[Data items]
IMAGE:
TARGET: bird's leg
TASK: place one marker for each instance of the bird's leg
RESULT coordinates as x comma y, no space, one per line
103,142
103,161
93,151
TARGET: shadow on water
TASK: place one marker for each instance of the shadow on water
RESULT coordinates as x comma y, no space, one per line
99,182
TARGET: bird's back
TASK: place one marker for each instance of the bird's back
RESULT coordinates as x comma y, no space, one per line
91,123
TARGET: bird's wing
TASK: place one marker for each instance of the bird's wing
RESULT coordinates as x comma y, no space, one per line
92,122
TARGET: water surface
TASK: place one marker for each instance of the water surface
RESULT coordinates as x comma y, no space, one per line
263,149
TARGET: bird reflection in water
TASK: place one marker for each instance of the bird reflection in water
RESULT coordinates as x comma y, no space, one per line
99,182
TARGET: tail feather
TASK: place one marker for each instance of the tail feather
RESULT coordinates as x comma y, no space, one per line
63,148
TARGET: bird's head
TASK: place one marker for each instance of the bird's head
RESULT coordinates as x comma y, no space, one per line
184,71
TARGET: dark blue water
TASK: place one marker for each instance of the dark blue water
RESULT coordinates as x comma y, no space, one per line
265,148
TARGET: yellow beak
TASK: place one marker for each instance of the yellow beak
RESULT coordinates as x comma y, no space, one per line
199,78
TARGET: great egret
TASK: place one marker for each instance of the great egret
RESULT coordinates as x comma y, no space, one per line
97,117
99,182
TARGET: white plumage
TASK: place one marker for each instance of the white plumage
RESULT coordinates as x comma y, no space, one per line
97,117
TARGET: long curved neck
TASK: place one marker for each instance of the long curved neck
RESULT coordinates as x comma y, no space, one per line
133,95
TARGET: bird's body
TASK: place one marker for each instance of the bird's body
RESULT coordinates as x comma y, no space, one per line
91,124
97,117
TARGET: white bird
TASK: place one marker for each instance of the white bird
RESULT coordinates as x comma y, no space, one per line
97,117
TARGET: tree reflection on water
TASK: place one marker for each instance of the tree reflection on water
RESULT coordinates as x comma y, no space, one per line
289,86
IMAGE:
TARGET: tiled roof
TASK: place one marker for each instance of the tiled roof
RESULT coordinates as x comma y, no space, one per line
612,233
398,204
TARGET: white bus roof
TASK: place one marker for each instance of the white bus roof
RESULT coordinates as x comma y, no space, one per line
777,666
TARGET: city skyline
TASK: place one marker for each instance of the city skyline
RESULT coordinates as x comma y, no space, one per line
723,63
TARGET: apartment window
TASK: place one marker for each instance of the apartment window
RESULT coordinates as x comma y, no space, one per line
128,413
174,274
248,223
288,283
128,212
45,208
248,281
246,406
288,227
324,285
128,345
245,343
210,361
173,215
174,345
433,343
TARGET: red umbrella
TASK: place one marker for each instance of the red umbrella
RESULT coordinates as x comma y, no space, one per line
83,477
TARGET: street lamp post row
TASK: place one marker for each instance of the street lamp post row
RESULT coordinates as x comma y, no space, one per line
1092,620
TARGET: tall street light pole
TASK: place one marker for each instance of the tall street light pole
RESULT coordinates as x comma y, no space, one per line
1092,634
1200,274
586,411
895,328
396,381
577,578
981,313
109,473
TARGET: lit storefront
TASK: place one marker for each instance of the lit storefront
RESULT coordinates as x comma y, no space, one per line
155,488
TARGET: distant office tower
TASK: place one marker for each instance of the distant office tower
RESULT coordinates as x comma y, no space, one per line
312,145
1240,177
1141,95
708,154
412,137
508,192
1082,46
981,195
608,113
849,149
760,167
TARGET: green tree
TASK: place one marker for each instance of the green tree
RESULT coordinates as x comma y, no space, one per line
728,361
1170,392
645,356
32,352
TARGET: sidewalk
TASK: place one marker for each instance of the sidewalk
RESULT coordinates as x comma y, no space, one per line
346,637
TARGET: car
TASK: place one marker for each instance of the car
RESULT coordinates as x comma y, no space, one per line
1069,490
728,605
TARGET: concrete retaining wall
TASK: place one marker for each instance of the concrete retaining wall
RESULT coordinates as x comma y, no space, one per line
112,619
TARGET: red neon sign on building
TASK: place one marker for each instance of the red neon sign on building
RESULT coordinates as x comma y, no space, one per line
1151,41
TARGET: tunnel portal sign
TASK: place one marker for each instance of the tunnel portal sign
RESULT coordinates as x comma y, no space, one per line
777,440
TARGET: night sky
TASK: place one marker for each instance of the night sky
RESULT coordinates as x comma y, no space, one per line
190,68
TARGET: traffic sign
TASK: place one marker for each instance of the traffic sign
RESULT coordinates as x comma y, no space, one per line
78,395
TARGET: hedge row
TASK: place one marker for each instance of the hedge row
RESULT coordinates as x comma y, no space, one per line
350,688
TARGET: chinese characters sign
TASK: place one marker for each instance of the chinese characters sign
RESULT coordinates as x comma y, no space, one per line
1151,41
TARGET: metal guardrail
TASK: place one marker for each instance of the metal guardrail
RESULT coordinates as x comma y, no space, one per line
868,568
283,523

__Required work__.
Write out everything from the line containing "TARGET: green tree" down to the last line of the listing, copying each line without any change.

__Complete output__.
TARGET: green tree
TASK: place one marker for each instance of the green tree
RESULT coordinates as x comma y, no space, one per line
728,361
1170,392
645,356
32,352
TARGET: sidewalk
TASK: place one marker for each instance of the sidewalk
RESULT coordinates as x comma y, no space, one per line
346,637
TARGET: car
TASK: place one marker for each instance of the car
RESULT coordinates as x comma y, no space, one per line
1069,490
728,605
TARGET: concrete retaining wall
TASK: place one marker for each instance of the concrete retaining wall
RESULT coordinates as x comma y, no space, one per line
112,619
TARGET: red neon sign on building
TASK: place one marker for each instance of the red neon sign on building
RESULT coordinates as x comma y, no space, one per line
1151,41
TARGET: tunnel portal sign
TASK: place one marker for each instance of the tunnel portal sign
RESULT coordinates as x comma y, no space, one per line
777,440
TARGET: night sky
TASK: place one marker for each instance of the night sky
RESULT coordinates as x comma y, no space, one per line
190,68
TARGET: traffic sign
TASK: place one marker for each instance of the traffic sign
RESULT coordinates as x comma y, no space, one per line
78,395
TARGET: hedge row
TASK: place one marker for each instance of the hedge row
RESULT coordinates as x comma y, no space, one per line
350,688
TARGET: chinese characters sign
TASK: place one marker for each instance of the chinese characters sign
RESULT coordinates as x comma y, no space, one per line
1151,41
TARGET: metal guardrail
TASK: place one marker for each instance of the metal guardrail
RESULT coordinates as x comma y, no space, one per line
868,568
283,523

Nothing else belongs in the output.